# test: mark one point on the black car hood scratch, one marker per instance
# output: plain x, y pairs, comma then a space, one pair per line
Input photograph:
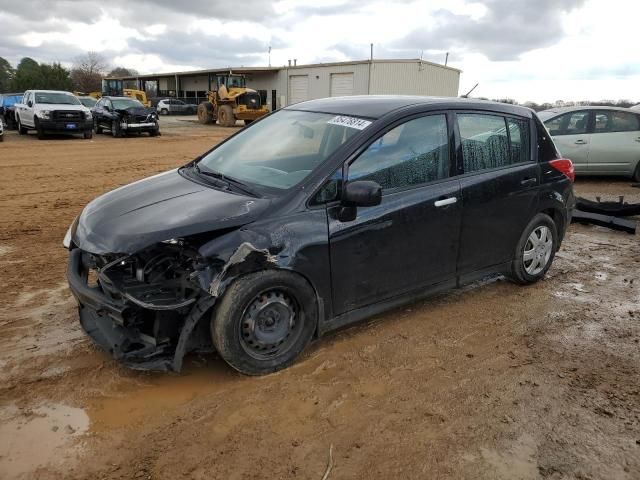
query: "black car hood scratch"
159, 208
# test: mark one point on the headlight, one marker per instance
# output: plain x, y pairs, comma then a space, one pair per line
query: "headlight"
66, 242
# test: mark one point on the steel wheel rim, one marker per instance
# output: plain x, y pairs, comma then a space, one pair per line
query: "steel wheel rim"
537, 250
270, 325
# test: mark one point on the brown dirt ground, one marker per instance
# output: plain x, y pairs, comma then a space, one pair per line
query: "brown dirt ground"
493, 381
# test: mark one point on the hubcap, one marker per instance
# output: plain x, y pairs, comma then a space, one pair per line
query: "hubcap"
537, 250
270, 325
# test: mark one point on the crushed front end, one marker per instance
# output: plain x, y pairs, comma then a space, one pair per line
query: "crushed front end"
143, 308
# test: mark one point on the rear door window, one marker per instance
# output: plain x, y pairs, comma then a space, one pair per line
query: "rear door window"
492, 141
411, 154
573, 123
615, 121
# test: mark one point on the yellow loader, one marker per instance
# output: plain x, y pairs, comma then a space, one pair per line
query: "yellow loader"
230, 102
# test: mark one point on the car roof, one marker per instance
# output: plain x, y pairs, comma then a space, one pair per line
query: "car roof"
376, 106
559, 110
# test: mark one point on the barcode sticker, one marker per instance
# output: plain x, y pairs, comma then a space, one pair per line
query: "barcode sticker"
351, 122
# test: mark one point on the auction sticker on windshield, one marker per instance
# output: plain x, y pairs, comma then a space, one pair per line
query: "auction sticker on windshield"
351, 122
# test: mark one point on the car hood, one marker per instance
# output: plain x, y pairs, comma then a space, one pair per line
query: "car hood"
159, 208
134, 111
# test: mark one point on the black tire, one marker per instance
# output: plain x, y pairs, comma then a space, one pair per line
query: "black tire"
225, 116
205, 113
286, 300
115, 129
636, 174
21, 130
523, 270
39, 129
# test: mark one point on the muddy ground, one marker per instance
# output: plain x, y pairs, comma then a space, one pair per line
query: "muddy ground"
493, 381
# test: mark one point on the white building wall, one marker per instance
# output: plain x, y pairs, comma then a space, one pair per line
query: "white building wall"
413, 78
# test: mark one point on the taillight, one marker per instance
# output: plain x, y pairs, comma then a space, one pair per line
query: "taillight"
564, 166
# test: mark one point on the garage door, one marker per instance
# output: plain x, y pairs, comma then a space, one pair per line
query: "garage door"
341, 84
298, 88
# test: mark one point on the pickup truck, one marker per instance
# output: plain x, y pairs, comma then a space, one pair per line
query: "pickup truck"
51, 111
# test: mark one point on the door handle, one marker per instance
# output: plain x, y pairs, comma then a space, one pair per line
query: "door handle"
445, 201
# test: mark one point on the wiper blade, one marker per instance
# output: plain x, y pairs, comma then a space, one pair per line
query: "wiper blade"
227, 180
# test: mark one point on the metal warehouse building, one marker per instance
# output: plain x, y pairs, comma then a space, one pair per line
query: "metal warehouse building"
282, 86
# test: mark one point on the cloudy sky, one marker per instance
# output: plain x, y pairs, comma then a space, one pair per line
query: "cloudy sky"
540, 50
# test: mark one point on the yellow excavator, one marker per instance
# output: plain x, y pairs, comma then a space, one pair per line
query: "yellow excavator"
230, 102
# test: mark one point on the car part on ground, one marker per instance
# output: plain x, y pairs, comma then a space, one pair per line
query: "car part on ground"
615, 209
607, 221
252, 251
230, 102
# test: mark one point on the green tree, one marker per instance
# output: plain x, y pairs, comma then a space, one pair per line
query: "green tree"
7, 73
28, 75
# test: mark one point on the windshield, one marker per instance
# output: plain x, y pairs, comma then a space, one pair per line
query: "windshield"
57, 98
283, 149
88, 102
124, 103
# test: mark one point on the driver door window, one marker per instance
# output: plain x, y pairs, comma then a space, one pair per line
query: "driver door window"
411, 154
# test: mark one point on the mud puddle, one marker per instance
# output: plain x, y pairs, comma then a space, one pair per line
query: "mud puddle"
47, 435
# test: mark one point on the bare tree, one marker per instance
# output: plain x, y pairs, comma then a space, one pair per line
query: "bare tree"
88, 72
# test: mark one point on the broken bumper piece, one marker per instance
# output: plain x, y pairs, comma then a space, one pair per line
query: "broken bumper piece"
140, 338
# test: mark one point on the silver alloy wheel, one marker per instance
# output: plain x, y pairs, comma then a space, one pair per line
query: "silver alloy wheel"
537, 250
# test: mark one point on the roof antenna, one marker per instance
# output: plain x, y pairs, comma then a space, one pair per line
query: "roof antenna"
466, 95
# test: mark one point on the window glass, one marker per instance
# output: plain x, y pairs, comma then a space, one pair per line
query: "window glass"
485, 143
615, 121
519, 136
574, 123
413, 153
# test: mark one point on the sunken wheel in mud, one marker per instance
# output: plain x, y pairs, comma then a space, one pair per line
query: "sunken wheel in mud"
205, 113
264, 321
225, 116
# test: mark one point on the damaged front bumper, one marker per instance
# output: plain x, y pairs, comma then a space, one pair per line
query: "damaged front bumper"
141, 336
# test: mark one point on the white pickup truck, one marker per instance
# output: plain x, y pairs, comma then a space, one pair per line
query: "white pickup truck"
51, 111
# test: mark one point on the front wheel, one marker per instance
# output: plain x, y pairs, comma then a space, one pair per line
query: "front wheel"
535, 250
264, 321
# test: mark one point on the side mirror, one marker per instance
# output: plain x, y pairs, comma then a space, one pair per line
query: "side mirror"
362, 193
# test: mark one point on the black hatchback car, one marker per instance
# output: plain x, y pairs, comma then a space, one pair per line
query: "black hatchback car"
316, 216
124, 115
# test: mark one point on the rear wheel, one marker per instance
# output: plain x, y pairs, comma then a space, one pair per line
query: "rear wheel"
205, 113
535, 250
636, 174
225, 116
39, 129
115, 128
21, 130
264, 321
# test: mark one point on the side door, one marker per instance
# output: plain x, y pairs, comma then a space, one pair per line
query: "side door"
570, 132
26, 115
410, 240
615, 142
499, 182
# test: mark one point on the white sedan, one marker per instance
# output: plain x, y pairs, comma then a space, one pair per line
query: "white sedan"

== == ==

◆ EXERCISE TASK
Swap "white sedan" for "gray sedan" in the entries from the line with "# test: mark one point on the side door, one" through the end, changing nothing else, and write out only those lines.

◆ SOLUTION TO THIS EXERCISE
# test: mark one point on the side door, one marker per instance
# output: plain x, y pairs, comma then a space, one pair per line
query: "side door"
570, 132
26, 115
410, 240
615, 142
499, 182
# test: mark one point on the gray sedan, one marker per instance
# output: plain x, y pairs, comma then a space, one pair per line
query: "gray sedan"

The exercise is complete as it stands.